• [DIRECTIONS FOR THIS TASK] Starting at the line containing "Where can you spot the textured" and ending at the end of the records, give those lines again with "stone edge" swapped for "stone ledge" and everything else unchanged. Leave the picture out of your answer.

>> START RECORDS TO PROCESS

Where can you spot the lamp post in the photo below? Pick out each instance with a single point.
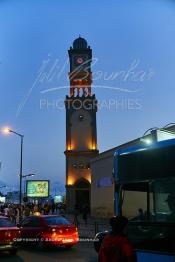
(2, 187)
(25, 176)
(6, 131)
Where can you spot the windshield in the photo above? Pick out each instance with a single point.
(155, 203)
(5, 222)
(57, 221)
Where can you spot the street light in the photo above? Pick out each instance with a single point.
(25, 176)
(8, 130)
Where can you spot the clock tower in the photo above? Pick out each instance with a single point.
(81, 133)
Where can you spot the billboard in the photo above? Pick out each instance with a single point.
(37, 188)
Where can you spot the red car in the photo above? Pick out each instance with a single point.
(9, 234)
(48, 230)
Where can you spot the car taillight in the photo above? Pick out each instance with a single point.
(54, 231)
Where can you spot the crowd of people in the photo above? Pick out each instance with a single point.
(14, 211)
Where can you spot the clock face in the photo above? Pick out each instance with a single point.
(80, 60)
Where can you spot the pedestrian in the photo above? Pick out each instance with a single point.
(115, 246)
(85, 213)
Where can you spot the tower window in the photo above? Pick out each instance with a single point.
(81, 117)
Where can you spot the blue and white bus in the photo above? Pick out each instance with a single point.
(145, 192)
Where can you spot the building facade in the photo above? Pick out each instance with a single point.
(81, 132)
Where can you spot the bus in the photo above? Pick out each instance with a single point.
(144, 178)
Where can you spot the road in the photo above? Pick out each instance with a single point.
(83, 252)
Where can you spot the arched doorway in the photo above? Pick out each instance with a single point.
(82, 193)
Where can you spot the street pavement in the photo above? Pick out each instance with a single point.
(83, 252)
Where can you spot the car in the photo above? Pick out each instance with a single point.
(48, 230)
(9, 234)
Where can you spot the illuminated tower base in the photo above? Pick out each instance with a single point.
(81, 135)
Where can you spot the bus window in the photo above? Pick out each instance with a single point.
(134, 205)
(164, 200)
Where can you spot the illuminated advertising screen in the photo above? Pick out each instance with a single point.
(37, 188)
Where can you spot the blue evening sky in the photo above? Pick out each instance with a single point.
(134, 38)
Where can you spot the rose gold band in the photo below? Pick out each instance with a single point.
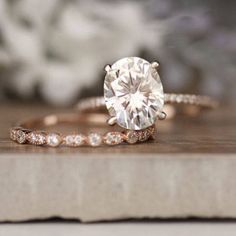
(182, 99)
(27, 132)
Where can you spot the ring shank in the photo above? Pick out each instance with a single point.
(174, 103)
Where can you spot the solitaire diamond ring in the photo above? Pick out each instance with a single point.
(134, 96)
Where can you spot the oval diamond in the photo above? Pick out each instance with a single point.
(133, 93)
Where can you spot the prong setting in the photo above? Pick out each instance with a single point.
(111, 121)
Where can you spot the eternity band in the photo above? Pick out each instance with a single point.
(28, 132)
(205, 102)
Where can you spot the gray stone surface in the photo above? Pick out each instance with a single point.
(93, 187)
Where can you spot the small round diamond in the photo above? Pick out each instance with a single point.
(36, 138)
(53, 139)
(113, 138)
(20, 136)
(79, 140)
(133, 93)
(95, 139)
(132, 137)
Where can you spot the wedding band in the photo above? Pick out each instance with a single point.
(28, 132)
(134, 96)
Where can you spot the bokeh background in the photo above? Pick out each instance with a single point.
(54, 51)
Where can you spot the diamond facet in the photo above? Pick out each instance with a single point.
(113, 138)
(132, 137)
(94, 139)
(74, 140)
(53, 139)
(20, 136)
(133, 93)
(36, 138)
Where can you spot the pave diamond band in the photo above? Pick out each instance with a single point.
(134, 95)
(27, 133)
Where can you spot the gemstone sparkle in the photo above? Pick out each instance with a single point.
(133, 93)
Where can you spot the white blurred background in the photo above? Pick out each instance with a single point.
(54, 51)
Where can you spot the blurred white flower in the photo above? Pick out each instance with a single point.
(62, 47)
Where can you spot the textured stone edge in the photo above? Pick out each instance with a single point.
(209, 186)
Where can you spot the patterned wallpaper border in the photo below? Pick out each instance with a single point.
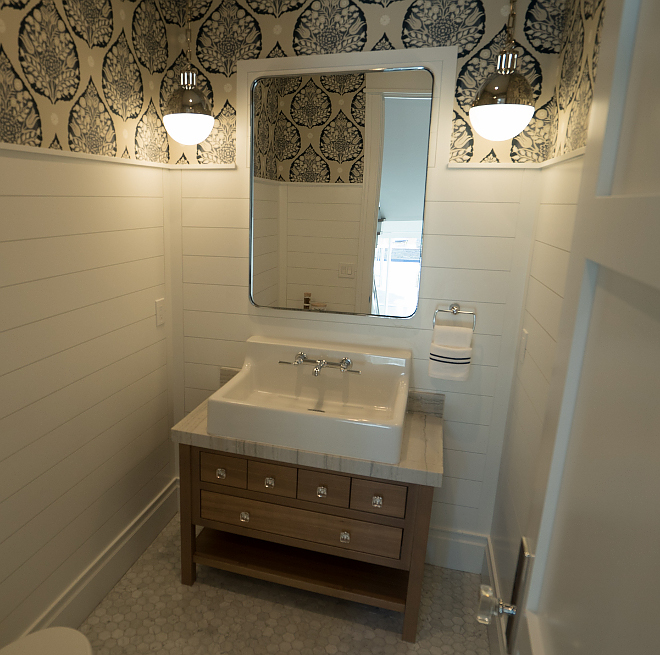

>> END RECORDS TO PROCESS

• [RESULT]
Where can you spot the textured stone ledge in the photo above? Pick out each instance with a single point.
(209, 186)
Where can you spot the patterned wallpaper border in the photo below? Pick out each instance with a single point.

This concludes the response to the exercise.